__Task prompt__.
Count the lines in the records below that contain the string "wheel", and reply with the number alone.

Position annotation records:
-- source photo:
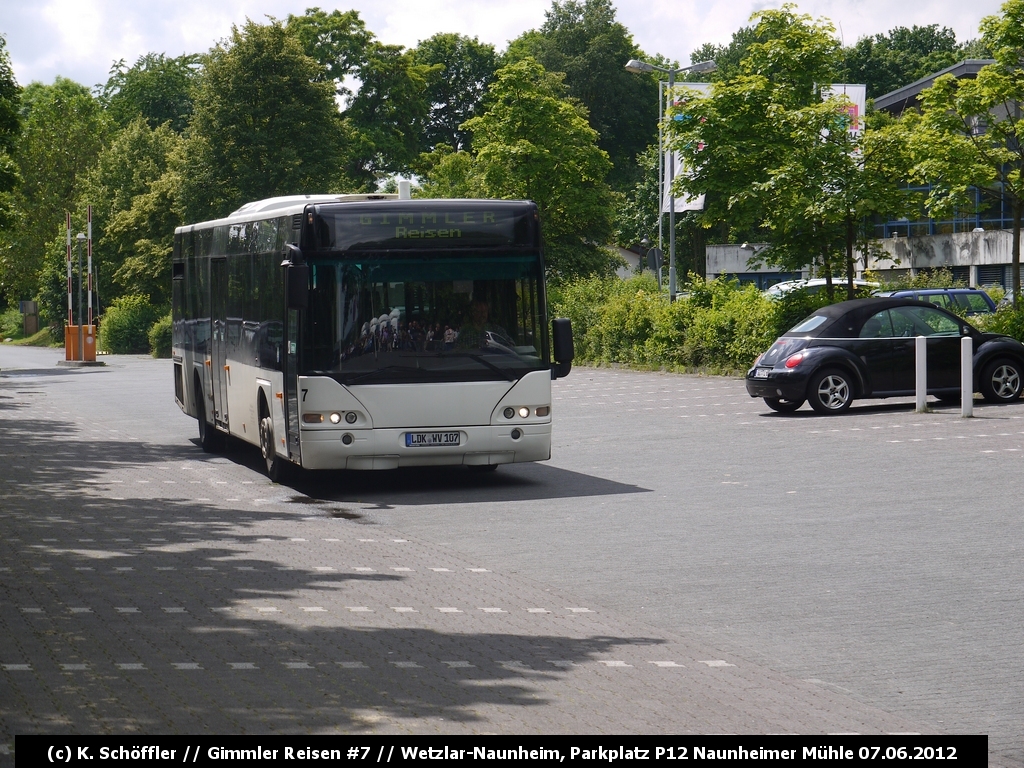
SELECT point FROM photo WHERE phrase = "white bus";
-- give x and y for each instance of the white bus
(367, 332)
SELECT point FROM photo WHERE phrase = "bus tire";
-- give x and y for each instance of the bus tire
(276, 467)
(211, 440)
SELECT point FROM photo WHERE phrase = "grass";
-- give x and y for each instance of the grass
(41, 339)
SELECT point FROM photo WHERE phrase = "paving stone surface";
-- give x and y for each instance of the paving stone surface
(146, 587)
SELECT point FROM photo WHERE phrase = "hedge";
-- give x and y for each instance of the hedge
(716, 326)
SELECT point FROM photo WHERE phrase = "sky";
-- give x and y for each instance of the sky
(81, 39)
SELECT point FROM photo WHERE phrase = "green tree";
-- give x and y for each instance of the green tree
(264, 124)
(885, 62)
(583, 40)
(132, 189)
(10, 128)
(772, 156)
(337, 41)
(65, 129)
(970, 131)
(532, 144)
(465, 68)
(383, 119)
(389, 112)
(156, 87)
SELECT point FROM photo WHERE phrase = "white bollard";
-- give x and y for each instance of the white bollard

...

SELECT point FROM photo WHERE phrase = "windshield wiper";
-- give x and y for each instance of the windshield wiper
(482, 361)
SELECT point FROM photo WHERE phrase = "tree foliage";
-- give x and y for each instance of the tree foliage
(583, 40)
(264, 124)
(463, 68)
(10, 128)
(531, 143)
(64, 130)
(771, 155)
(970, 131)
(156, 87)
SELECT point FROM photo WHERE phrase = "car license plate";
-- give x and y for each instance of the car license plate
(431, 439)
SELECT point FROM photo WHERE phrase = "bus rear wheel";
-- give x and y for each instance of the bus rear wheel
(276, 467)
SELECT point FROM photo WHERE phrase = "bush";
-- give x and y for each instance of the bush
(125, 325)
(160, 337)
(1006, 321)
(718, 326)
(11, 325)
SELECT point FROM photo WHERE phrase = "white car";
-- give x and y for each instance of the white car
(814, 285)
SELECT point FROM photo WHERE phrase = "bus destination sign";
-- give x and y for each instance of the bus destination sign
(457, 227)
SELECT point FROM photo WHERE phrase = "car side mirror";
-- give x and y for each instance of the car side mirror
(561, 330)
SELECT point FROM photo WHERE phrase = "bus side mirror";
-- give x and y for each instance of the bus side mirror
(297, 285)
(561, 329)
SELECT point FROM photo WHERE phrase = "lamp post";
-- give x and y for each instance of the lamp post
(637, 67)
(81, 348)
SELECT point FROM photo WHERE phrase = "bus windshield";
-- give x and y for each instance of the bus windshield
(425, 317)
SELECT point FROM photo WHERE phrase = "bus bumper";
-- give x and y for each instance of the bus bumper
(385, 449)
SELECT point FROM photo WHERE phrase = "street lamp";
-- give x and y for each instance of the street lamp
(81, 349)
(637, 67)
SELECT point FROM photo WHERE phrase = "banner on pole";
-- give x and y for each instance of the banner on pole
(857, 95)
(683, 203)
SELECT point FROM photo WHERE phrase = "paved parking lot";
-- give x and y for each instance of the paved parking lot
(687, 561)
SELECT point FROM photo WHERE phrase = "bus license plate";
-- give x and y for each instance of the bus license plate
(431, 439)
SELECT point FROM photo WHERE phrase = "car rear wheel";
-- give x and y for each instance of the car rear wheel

__Output below__.
4